* **Exercise text**

Rich In Dallas won’t race again. His purchase was paid for by an anonymous California donor who was part of an 11th-hour, Internet-generated plan to retire the horse to a happy life on a Maryland farm.
“I [claimed the horse] as a favor to an old friend,” Gomez said.
A woman in Florida, who also preferred to remain anonymous, has pledged to the Exceller Fund the cost of a van, approximately $1,200, that will transport Rich In Dallas to his retirement home. The Exceller Fund, which is run entirely by volunteers on the Internet, was founded in 1997, the same year that Exceller, a Hall of Fame horse from the late 1970s, was turned over to a slaughterhouse in Sweden. Ferdinand, the 1986 Kentucky Derby winner, was reported to have met the same fate in Japan last year.
“Now Rich In Dallas can live out his days in comfort,” said Hallie McEvoy, an author, publicist and horse breeder from Bolton Valley, Vt. “He’s run 69 times, and that’s enough. This horse is great around kids, and you can’t say that about every hot-blooded racehorse. He’s a movie star. He can help raise money that will lead to other horses’ getting fitting retirements.”
McEvoy said that before the two individual donations came in, she had received promises of between $2 and $200 from 100 people to help buy Rich In Dallas.

* **Problems to work on**
[a] Copy the passage of the Rich In Dallas article from "Rich In Dallas won’t" to "Japan last year." word for word.
[b] Extend the Rich In Dallas article, picking up after its final sentence.

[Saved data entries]
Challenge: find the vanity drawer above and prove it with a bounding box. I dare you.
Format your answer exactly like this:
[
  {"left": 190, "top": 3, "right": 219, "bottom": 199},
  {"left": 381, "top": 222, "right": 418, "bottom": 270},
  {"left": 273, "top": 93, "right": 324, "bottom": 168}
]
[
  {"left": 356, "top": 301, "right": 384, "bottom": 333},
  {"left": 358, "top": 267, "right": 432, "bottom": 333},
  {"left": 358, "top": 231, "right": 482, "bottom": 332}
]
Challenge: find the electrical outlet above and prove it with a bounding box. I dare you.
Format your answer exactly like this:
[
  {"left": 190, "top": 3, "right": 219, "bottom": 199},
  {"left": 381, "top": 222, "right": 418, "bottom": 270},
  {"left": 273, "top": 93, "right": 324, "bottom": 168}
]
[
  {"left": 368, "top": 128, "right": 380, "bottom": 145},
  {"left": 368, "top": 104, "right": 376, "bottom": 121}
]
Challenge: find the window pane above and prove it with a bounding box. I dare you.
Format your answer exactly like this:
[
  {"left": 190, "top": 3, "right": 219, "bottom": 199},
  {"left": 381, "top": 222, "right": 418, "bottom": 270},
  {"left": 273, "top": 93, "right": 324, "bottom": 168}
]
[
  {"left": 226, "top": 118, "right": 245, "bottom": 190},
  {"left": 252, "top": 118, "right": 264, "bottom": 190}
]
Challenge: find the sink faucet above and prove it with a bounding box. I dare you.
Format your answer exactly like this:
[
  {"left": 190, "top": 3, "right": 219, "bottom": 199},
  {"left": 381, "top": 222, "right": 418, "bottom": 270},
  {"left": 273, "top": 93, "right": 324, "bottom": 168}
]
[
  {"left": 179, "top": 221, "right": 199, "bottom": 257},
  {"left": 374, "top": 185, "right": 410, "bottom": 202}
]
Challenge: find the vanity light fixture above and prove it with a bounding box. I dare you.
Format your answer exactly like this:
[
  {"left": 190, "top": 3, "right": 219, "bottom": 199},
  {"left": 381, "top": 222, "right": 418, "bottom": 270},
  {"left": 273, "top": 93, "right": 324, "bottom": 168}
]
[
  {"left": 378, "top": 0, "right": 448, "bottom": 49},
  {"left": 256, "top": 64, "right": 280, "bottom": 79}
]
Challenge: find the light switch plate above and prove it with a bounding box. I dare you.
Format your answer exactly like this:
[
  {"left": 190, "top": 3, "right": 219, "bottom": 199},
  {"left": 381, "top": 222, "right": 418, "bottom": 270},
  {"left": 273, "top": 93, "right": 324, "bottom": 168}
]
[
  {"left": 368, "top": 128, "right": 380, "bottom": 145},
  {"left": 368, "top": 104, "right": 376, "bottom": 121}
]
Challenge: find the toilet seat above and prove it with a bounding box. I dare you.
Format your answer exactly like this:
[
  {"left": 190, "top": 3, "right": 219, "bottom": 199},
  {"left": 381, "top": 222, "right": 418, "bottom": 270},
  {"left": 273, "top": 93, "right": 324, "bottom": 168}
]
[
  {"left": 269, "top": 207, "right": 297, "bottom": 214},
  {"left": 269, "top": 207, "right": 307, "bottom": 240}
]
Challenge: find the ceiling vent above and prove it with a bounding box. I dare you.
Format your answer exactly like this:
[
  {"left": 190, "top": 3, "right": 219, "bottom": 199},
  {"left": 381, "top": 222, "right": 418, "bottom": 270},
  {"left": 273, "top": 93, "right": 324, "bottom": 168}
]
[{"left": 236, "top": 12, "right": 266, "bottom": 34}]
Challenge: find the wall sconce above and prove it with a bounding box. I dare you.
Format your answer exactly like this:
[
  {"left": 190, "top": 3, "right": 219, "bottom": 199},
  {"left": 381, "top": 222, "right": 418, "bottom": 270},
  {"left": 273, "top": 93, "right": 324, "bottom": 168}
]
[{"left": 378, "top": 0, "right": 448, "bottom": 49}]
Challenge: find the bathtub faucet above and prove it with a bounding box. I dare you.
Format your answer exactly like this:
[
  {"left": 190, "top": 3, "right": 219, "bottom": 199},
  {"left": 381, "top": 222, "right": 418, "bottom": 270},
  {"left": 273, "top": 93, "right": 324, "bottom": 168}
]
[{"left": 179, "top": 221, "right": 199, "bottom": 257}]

* **Answers to the tasks**
[a]
Rich In Dallas won’t race again. His purchase was paid for by an anonymous California donor who was part of an 11th-hour, Internet-generated plan to retire the horse to a happy life on a Maryland farm.
“I [claimed the horse] as a favor to an old friend,” Gomez said.
A woman in Florida, who also preferred to remain anonymous, has pledged to the Exceller Fund the cost of a van, approximately $1,200, that will transport Rich In Dallas to his retirement home. The Exceller Fund, which is run entirely by volunteers on the Internet, was founded in 1997, the same year that Exceller, a Hall of Fame horse from the late 1970s, was turned over to a slaughterhouse in Sweden. Ferdinand, the 1986 Kentucky Derby winner, was reported to have met the same fate in Japan last year.

[b]
Cathy Riccio, an assistant to trainer Paco Gonzalez on the Southern California thoroughbred circuit, said Sunday that later this week Rich In Dallas will be vanned to Greener Pastures, a 160-acre farm in Cecilton, Md., where 16 horses will eventually be pensioned.
“Horses like these have put food on my table for the 25 years I’ve been in the business,” Riccio said. “It’s only right that we pay them back.”
Wildes, the co-owner of Rich In Dallas, was one of the trainers for the 50 or 60 horses that were used in “Seabiscuit.” Ten horses were used to play Seabiscuit. Wildes said that after the filmmakers gave him Rich In Dallas when filming ended, he sent him to Curley Ortiz at Los Alamitos, which runs mostly quarter horse races.
Rich In Dallas won only one race in 2003-04, but finished in the money six times. Lifetime he had six wins, 10 seconds and 12 thirds in 69 starts, with purses of $73,946. Ortiz said Rich In Dallas, not good enough to run at Santa Anita, didn’t fit the shorter distances that Los Alamitos runs for thoroughbreds.
“He would have been better,” Ortiz said, “at a place like Turfway Park,” the track in Florence, Ky., where Rich In Dallas raced earlier in his career.
“I’ll miss him,” he said. “He ran his heart out every time.”
Wildes, 57, has mixed feelings about losing Rich In Dallas. He has spent many years doctoring problem horses. Wildes said he worked on Sligo Bay before he won the 2002 Hollywood Turf Cup.
In recent months, Wildes, who lives in Whittier, has been in need of doctors himself. A spinal condition that required surgery last November hospitalized him for three months. On Saturday night, he needed Ortiz’s help and a cane to navigate the Los Alamitos grandstand, where he watched Rich In Dallas’ final race. Wildes had been in contact with McEvoy on the phone and suspected that a claim for the horse would be forthcoming.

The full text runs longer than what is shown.